======== Material supplied ========
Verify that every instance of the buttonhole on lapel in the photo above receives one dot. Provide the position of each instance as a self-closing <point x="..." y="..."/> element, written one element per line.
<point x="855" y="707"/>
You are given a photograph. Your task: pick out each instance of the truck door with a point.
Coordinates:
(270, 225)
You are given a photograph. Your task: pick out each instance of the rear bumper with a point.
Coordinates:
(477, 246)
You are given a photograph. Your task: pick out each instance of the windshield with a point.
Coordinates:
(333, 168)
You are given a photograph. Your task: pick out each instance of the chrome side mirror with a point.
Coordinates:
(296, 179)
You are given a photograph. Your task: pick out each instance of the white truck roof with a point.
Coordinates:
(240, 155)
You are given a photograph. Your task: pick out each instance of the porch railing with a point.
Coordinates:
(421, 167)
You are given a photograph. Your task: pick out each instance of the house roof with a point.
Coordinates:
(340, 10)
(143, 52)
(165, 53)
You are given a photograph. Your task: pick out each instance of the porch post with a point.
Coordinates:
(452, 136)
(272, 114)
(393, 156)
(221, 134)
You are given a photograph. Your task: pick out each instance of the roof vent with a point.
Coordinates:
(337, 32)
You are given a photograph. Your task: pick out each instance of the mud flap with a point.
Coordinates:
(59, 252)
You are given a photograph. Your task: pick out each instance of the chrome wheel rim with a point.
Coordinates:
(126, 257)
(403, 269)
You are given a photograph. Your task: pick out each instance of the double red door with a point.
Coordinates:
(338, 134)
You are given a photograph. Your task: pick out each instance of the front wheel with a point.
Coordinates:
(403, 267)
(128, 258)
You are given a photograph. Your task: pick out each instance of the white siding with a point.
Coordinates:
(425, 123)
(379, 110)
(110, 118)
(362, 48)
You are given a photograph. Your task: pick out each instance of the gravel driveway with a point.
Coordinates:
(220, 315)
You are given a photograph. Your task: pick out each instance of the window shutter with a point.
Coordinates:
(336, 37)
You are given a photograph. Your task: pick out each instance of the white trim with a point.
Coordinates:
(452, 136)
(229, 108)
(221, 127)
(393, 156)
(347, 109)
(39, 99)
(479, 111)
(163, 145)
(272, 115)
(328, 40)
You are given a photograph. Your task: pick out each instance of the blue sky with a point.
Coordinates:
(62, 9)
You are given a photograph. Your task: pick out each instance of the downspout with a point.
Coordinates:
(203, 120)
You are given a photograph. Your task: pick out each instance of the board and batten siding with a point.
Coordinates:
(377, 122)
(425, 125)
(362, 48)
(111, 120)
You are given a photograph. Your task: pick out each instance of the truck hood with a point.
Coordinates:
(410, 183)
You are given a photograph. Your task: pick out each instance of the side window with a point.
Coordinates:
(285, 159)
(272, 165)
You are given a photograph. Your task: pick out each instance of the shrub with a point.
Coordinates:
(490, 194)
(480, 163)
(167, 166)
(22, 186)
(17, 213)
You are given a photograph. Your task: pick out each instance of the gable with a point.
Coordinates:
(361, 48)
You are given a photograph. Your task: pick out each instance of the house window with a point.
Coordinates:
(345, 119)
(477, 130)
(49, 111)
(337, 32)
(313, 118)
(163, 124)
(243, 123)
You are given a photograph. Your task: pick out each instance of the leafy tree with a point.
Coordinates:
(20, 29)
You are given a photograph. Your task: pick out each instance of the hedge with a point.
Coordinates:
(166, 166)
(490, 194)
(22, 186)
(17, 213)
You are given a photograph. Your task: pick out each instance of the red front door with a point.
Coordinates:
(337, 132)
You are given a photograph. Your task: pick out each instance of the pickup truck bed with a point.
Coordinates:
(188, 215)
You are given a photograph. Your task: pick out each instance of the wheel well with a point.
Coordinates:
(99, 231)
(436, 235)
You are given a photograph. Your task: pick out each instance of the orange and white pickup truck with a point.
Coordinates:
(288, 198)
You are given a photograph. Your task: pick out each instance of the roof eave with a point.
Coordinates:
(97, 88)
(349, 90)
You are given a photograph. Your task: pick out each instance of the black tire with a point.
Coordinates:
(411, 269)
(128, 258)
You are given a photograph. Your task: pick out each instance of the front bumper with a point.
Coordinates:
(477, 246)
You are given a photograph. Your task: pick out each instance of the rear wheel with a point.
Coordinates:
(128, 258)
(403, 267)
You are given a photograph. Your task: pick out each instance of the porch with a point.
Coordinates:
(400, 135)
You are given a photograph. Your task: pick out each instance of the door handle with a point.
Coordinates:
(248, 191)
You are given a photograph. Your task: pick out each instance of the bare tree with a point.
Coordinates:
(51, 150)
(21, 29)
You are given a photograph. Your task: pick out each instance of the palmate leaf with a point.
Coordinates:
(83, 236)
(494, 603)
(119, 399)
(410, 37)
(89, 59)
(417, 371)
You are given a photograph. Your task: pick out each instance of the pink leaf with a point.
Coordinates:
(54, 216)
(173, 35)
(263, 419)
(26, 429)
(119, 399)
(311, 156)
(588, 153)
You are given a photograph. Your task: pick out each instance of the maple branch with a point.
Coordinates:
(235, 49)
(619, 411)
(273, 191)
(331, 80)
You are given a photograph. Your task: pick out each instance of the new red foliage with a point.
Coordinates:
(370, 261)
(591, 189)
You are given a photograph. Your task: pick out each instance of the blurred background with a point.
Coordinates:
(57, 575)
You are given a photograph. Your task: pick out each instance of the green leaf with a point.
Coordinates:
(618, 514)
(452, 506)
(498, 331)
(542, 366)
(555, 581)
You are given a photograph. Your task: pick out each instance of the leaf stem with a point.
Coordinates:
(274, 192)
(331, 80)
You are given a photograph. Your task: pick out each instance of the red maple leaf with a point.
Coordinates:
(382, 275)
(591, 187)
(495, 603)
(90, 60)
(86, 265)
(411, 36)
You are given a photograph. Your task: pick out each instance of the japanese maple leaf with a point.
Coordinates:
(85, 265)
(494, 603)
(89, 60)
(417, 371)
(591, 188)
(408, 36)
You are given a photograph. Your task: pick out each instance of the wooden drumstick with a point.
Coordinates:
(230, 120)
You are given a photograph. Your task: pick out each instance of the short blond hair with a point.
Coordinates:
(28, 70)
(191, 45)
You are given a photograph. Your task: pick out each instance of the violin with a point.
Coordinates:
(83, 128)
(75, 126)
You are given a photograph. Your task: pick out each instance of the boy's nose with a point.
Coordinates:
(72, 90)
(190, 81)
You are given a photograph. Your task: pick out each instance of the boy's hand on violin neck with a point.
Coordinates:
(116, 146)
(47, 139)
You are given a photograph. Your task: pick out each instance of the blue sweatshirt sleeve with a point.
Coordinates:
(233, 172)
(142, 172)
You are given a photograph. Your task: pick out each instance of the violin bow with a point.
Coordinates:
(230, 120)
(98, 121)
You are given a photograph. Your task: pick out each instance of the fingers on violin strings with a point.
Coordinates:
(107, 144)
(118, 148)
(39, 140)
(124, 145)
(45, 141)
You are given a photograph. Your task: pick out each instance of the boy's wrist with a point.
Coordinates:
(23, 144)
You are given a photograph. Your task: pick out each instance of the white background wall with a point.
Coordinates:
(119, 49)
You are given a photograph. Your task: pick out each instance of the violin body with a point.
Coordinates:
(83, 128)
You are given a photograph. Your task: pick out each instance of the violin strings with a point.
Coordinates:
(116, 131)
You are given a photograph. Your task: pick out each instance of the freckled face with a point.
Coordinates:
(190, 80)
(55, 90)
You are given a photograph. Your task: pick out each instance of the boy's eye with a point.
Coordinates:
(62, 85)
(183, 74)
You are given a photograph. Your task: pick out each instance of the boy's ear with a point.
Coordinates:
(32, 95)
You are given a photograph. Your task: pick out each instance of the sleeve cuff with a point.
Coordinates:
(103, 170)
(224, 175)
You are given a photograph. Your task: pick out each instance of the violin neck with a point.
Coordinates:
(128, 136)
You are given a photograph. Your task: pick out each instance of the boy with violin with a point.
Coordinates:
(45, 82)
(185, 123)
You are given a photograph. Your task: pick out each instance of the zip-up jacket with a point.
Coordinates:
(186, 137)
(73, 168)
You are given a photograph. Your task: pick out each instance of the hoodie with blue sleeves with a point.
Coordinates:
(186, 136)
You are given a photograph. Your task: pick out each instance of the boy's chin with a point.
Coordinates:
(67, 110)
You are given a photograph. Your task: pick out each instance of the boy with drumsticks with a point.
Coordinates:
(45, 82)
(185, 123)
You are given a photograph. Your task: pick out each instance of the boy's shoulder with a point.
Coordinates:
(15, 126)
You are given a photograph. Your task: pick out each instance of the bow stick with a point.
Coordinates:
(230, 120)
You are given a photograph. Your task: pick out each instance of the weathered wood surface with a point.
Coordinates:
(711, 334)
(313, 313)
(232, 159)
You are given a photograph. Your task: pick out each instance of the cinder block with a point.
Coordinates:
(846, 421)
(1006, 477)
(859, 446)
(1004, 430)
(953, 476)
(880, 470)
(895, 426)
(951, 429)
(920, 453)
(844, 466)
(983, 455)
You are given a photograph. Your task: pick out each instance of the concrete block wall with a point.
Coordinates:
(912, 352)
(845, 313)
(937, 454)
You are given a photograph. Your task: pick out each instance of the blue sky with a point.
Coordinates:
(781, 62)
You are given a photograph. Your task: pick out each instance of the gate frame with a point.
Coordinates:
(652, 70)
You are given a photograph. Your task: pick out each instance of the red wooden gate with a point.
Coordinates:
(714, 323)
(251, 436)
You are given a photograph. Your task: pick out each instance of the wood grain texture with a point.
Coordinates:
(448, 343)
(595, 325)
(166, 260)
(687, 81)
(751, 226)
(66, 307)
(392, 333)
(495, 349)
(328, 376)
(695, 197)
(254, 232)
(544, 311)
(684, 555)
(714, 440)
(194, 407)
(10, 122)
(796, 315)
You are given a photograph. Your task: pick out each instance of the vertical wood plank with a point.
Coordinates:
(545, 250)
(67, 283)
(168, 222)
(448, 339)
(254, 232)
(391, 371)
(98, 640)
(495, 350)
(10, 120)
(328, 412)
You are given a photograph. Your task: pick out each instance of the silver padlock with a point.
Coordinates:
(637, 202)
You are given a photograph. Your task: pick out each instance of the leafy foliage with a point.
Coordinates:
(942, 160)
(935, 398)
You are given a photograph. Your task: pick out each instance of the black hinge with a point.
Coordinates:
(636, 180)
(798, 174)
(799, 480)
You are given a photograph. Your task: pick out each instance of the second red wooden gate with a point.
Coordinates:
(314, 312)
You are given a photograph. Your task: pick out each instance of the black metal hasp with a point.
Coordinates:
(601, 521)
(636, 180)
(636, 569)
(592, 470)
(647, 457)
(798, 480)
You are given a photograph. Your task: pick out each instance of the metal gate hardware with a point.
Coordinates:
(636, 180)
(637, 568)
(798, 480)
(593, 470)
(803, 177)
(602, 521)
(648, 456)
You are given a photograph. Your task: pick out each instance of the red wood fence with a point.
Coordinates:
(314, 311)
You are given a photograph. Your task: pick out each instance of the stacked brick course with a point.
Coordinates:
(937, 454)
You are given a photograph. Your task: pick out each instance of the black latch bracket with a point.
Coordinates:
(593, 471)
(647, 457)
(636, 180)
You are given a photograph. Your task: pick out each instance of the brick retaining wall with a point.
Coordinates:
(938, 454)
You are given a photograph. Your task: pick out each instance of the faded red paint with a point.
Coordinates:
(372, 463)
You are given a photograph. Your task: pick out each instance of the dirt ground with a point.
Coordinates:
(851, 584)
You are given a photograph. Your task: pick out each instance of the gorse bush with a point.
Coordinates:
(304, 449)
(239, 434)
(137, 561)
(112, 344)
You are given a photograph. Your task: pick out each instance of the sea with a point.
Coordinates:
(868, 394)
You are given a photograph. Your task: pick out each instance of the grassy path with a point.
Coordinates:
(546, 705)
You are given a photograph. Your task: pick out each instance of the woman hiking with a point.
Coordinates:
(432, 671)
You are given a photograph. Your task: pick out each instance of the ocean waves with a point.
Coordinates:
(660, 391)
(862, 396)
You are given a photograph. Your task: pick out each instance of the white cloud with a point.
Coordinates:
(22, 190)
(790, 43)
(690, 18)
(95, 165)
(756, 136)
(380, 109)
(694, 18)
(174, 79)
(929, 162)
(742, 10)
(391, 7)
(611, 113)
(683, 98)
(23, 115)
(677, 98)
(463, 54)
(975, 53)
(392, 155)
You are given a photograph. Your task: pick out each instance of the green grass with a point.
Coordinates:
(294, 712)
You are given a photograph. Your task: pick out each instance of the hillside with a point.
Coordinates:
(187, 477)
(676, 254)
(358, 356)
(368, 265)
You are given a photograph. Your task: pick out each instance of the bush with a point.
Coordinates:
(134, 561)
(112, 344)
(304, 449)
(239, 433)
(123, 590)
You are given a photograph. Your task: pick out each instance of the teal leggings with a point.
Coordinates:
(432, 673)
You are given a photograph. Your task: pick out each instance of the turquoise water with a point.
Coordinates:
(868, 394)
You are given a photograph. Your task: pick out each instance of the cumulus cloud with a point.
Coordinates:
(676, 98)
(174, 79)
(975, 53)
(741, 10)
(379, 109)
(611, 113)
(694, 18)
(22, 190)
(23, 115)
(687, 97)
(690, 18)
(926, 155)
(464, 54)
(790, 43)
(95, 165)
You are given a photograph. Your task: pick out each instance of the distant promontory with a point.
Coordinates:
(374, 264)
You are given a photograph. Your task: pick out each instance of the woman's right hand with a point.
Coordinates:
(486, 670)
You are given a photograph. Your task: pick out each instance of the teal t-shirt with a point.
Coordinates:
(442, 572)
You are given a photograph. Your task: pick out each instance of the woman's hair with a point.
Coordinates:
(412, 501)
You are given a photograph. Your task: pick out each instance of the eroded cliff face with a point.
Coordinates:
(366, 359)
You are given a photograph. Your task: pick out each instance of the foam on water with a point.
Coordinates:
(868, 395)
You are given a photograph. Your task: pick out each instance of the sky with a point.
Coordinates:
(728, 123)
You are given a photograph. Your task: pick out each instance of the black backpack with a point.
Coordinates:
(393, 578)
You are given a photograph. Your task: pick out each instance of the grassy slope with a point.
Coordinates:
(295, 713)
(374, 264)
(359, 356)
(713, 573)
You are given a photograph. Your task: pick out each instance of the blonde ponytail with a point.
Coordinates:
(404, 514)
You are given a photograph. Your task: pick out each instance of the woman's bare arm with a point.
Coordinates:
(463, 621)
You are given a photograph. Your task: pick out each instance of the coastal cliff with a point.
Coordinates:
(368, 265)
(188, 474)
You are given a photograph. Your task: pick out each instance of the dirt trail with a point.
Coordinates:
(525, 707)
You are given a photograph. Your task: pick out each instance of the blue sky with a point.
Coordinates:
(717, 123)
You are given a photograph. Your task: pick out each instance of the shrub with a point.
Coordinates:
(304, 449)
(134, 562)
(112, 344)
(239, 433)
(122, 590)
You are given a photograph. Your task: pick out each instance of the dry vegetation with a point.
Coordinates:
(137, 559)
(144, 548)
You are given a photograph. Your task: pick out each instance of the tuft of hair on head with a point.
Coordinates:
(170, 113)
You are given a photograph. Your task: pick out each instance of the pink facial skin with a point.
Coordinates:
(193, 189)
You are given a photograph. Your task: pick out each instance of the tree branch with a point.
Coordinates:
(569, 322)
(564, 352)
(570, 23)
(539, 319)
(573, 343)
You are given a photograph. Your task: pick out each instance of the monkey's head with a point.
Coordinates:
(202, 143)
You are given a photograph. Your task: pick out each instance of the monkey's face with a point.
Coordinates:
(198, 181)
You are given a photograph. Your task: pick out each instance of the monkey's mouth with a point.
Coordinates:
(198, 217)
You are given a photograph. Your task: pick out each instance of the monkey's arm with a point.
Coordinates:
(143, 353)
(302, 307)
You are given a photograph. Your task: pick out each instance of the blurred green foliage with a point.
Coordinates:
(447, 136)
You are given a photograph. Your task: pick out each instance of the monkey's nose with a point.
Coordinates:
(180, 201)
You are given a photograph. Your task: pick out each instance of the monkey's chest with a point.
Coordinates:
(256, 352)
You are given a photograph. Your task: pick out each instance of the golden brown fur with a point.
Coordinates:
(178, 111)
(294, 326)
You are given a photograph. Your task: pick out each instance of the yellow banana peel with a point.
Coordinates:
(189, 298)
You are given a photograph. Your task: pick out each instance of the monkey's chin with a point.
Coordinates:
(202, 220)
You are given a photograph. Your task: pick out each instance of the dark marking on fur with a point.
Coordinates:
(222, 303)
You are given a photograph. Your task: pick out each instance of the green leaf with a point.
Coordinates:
========
**What you have to do**: Extract from the data every line where "bumper" shows up.

**Response**:
You are given a photograph. Your task: pick out each instance of the rear bumper with a point.
You are given a photograph. Your task: pick out each instance of the front bumper with a point.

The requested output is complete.